It’s unlikely that the shift of focus to resurrected life started with Paul; you find it already in Jesus (and in other Jewish apocalypticists)
I was thinking Paul because his thinking seemed to be a world to come in heaven whereas Jesus thinking was on earth.
Paul holds to both, I think. First some time in heaven, but then at the resurrectoin, eternal life here.
Who goes to heaven before the resurrection?
Me, I hope. But Paul appears to have thought he would (Phil. 1:20-23; 2 Cor. 5:1-2)
But since the resurrection was imminent, there would only be a matter of years (months?) in heaven. Hardly seems worth it. I never realised paul thought eternal life would end up being here. Why did he need a spiritual body then, if he was going to come back here?
When you commented: First some time in heaven, but then at the resurrection, eternal life here, were you saying that Paul thought that some people will go to heaven before they die and then return to earth for eternal life? Is that how you read Phil. 1:20-23; 2 Cor. 5:1-2?
Paul seems to be saying that he’s going to die and then go to heaven.
Right — he’s referring to dying and going to be with Christ, prior to returning with him.
So Paul thought that him and others “in Christ” like him would go to heaven when they died and then return to earth with Christ at some point to live eternally on earth?
Apparently.
Would he have thought originally that he would be alive when Christ returned so he would not need a trip to heaven? But when it became obvious to him that he was going to die before Christ’s return, he needed to accommodate this by deciding that he would go to heaven and return to earth with Christ?
Yeah, that’s pretty much how I see it.
Will your book explore any funerary requirements in the Roman/Jewish/Hellenistic word with respect to the “why” of these requirements (what was believed to be the consequence, for whom, were a corpse left unburied or failed in whatever other rites were required)?
Just with respect to being left unburied. We aren’t sure what was behind many of the burial practices.
Do you think Christianity’s insistence on proper belief in order to get into heaven is one of the main reasons for all the divisions within the religion? If you think beliefs are the key, then you need to have the right beliefs, and the various sects find plenty of beliefs to disagree on, including the true nature of Jesus (man, God, man-God?), baptism, communion, etc. Of course, I suppose that if living a good life is seen as the key element, there is even room to disagree on that (gender issues, e.g.).
Yes, I think that’s basically right.
Um–what religions don’t have divisions? That seems a worthwhile question to ask. I include secular religions. Even atheism has divisions. I’ve read about atheist conventions that broke down in shambles because different groups were asserting conflicting POV’s (“Do we work with some theists when we agree with them on certain issues, or do we oppose them in all things?”) Sounds like herding cats.

• _Record excerpts_
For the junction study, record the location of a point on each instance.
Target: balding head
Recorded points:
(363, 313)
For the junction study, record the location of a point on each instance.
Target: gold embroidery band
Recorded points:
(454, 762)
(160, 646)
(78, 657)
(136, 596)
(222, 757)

• _Exercise instructions_
A. Rewrite the listing with "junction study" replaced by "boundary survey" and every other line left as it is.
B. Extend the comment thread about Paul, heaven, and the resurrection past its final comment.

• _Results for each task_
A.
For the boundary survey, record the location of a point on each instance.
Target: balding head
Recorded points:
(363, 313)
For the boundary survey, record the location of a point on each instance.
Target: gold embroidery band
Recorded points:
(454, 762)
(160, 646)
(78, 657)
(136, 596)
(222, 757)

B.
I agree with your underlying point–if you believe there’s only one way to get to heaven, you’re going to be very strict about that, and arguments will ensue, and possibly even wars (though if we’re honest, most religious wars are really about land and power).
But people can argue about anything. Jewish people are famously argumentative, and as Bart has told us more than once, most of them didn’t believe in going to heaven after death.
Interesting post, Dr. Ehrman. But would you explain the focus on the afterlife solely on Jesus’s reported resurrection, or was it an idea coming into vogue at the time?
Many Jews at the time already subscribed to a view of the resurrection. That’s why appearances of Jesus were interpreted according to that category.
On January 13, you reached out to blog members and asked for podcast suggestions for promoting your newest book. I recommended mormonstories.org. I was pleased to see your interview podcast of Friday, the 13th of April. Whether my recommendation had anything to do with it or it was just happenstance is not what got my brain turning this morning. I want to tell a quick story relating to languages and missionaries within the church.
I’ve been inactive for 30+ years but since we’re such a small community, there’s a certain bond that sort of ties us together. Because of this mutual experience, I have met several internet friends I would never have known otherwise. One such example is a group of friends I’ve made in Pakistan. They served their missions in the Philippines. Virtually everyone 30 years or younger can speak English in the Philippines because it is required within the curriculum. I speak to these ladies on a regular basis and they’re pretty darn good at English. Before their missions, they knew close to nothing of the language. They write quite often and even though the spelling isn’t great, I can generally understand what they’re saying the first time around. I have many other examples of local friends who were sent to Central America for their missions and returned with a decent Spanish vocabulary.
My point is that when people are immersed in a strange environment, they appear to exceed common expectations for learning new languages. I’ve surmised this is particularly true when they are passionate about one particular message (i.e. gospel principles, baptismal lessons). I don’t want to espouse the idea that I think every apostle quickly became proficient in Koine Greek. But, I do think these men and some of the women may be underestimated when it comes to their ability to relay stories and possibly even have done some simple writings in Greek before their deaths. BTW, the 45 minute interview was *excellent* and can be found here. https://www.mormonstories.org/podcast/dr-bart-ehrman/
Hi Bart,
I appreciate you don’t believe in God – or at least the benevolent God depicted in the NT – so this may seem a silly question, but do you believe there is an afterlife, something of you that carries on after your body has ‘given up the ghost’?
Nope. I think death is the end of the story for each of us.
And I think the only way to know is to go.
Life is a mystery, and so is death.
But please note, Prof. Ehrman–you are doing the same thing you did before–convincing yourself you have the answer.
Because not knowing is, for some people, worse than hell itself.
Hey! I’ve discovered the secret of how religions begin! Including the anti-god ones. 😉
Don’t feel the need to respond–none of us have the answer, so what’s there to say, really? But I remembered, after posting, the parting words of Trollope’s majestic old Duke of Omnium, on his death bed.
“I hope for nothing. And I fear for nothing either.”
Well said. Though Trollope went to some pains in his Parliamentary novels to point out that the Duke had led an exceptionally useless life, even by the standards of the British landed aristocracy. And he was, as he well knew, headed for an exceptionally lavish Christian burial, with everyone of any consequence in his society in attendance.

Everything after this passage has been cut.